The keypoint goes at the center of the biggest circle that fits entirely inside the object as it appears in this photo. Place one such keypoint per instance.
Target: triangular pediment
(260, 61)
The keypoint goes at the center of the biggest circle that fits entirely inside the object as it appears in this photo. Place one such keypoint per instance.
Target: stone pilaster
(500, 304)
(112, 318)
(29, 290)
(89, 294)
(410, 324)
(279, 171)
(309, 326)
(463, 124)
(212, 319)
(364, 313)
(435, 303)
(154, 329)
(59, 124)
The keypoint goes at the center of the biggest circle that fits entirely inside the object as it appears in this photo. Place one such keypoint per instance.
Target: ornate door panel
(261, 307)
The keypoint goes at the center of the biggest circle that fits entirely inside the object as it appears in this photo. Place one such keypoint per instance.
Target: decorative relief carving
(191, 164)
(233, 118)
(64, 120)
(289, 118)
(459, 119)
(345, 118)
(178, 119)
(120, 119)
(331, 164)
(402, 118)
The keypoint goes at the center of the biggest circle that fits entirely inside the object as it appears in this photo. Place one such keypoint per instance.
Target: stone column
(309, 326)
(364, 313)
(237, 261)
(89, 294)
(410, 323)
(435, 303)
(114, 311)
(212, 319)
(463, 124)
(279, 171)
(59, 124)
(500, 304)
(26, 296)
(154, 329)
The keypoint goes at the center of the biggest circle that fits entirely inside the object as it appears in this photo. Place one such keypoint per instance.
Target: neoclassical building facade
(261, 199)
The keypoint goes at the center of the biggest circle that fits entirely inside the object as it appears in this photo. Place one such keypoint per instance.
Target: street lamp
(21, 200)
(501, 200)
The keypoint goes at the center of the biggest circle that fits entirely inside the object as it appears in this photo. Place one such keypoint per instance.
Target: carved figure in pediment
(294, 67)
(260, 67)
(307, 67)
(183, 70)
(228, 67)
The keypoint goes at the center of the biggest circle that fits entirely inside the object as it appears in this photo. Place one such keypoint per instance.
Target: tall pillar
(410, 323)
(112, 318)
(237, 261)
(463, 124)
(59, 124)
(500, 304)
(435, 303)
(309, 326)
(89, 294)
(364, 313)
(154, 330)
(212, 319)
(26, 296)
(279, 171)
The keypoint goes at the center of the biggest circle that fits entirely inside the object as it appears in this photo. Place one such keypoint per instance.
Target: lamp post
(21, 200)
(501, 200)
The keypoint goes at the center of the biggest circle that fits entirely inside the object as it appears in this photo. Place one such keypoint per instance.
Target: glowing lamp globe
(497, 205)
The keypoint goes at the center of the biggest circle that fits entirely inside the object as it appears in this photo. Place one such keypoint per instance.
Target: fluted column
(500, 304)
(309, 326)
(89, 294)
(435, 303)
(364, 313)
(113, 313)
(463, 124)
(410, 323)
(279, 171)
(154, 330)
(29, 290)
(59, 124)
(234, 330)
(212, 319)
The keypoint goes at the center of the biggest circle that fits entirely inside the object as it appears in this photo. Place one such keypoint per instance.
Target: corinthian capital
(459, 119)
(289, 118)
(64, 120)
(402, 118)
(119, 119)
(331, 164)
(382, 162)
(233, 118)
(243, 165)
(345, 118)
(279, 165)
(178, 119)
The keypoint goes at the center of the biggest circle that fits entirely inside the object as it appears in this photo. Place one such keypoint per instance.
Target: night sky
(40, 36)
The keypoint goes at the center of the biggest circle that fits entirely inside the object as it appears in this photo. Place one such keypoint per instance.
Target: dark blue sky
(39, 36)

Exercise requirements
Pick out every line in the records above that contains the word "stone", and copy each of those lines in full.

Output of the exercise
Target: stone pilaster
Target: stone column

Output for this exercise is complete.